Images embedded in the records are excluded; print everything else exactly as given.

(Segmentation dataset excerpts)
★ ★ ★

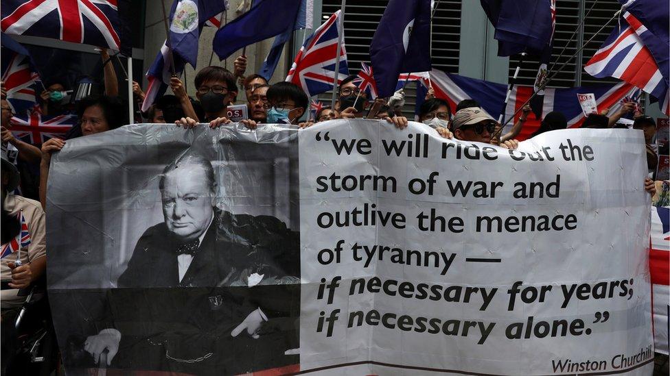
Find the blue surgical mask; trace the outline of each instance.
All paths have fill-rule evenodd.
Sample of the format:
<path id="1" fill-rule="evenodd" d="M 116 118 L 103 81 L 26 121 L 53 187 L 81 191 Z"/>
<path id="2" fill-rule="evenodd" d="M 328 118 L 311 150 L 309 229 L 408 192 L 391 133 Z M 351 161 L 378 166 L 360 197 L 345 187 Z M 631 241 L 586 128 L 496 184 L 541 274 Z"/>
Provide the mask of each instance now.
<path id="1" fill-rule="evenodd" d="M 273 107 L 270 110 L 268 110 L 268 117 L 266 119 L 266 123 L 268 124 L 290 123 L 290 120 L 288 118 L 288 113 L 290 112 L 288 110 L 279 111 L 275 107 Z"/>

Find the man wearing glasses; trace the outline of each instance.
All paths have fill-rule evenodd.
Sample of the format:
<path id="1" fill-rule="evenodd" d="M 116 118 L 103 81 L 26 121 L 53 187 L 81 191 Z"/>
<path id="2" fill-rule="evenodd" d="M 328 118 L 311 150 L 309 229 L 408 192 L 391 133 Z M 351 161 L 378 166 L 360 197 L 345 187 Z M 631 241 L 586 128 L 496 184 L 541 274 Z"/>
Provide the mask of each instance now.
<path id="1" fill-rule="evenodd" d="M 200 70 L 195 78 L 196 97 L 205 110 L 205 121 L 210 127 L 231 123 L 228 118 L 228 105 L 238 95 L 235 76 L 230 71 L 220 66 L 206 66 Z M 190 117 L 175 122 L 177 125 L 192 128 L 198 121 Z"/>
<path id="2" fill-rule="evenodd" d="M 498 122 L 478 107 L 470 107 L 459 110 L 454 115 L 452 131 L 458 140 L 474 142 L 492 142 L 492 136 L 496 131 Z M 515 149 L 518 147 L 516 140 L 507 140 L 500 143 L 505 149 Z"/>

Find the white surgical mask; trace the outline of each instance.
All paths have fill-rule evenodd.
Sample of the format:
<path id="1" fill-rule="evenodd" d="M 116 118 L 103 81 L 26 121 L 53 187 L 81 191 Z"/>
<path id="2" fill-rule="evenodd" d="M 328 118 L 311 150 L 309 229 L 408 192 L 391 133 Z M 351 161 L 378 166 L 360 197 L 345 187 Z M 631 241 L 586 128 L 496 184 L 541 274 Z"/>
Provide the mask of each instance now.
<path id="1" fill-rule="evenodd" d="M 441 118 L 432 118 L 430 120 L 424 120 L 422 121 L 424 124 L 430 127 L 431 128 L 436 129 L 439 127 L 447 127 L 449 125 L 449 122 L 446 120 L 442 120 Z"/>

★ ★ ★

• Solution for this exercise:
Find the blue surgical mask; trace the outline of each instance.
All paths have fill-rule evenodd.
Sample of the format:
<path id="1" fill-rule="evenodd" d="M 116 118 L 103 81 L 26 121 L 53 187 L 81 191 Z"/>
<path id="2" fill-rule="evenodd" d="M 328 118 L 311 150 L 309 229 L 408 192 L 391 133 Z M 351 161 L 378 166 L 360 197 L 345 187 Z M 631 241 L 586 128 L 496 184 L 541 274 Z"/>
Provide the mask of each instance now.
<path id="1" fill-rule="evenodd" d="M 273 107 L 270 110 L 268 110 L 268 117 L 266 119 L 266 123 L 268 124 L 290 123 L 290 120 L 288 118 L 288 113 L 290 112 L 288 110 L 279 111 L 275 107 Z"/>

Find the man wearing glasses; trace the outline of each instance.
All paths have fill-rule evenodd.
Sample of the format:
<path id="1" fill-rule="evenodd" d="M 116 118 L 103 81 L 26 121 L 53 187 L 81 191 Z"/>
<path id="2" fill-rule="evenodd" d="M 328 118 L 311 150 L 309 229 L 408 192 L 391 133 Z M 351 161 L 378 166 L 360 197 L 345 187 Z M 631 241 L 586 128 L 496 184 L 541 274 Z"/>
Provide the mask of each instance now.
<path id="1" fill-rule="evenodd" d="M 200 70 L 195 78 L 196 97 L 205 110 L 205 121 L 210 127 L 231 123 L 228 118 L 228 105 L 238 95 L 235 76 L 230 71 L 220 66 L 206 66 Z M 190 117 L 175 122 L 177 125 L 192 128 L 198 121 Z"/>
<path id="2" fill-rule="evenodd" d="M 498 122 L 478 107 L 470 107 L 459 110 L 454 115 L 452 131 L 458 140 L 474 142 L 492 142 L 492 136 L 496 131 Z M 515 149 L 518 147 L 516 140 L 507 140 L 500 143 L 505 149 Z"/>

Find the white surgical mask; trace the outline of each instance.
All paths have fill-rule evenodd.
Sample of the format:
<path id="1" fill-rule="evenodd" d="M 116 118 L 103 81 L 26 121 L 53 187 L 81 191 Z"/>
<path id="2" fill-rule="evenodd" d="M 328 118 L 311 150 L 309 229 L 408 192 L 391 133 Z M 351 161 L 378 166 L 360 197 L 345 187 Z M 631 241 L 586 128 L 496 184 L 541 274 Z"/>
Provide the mask of each instance now.
<path id="1" fill-rule="evenodd" d="M 441 118 L 432 118 L 430 120 L 424 120 L 422 121 L 424 124 L 430 127 L 431 128 L 436 129 L 439 127 L 447 127 L 449 125 L 449 122 L 446 120 L 442 120 Z"/>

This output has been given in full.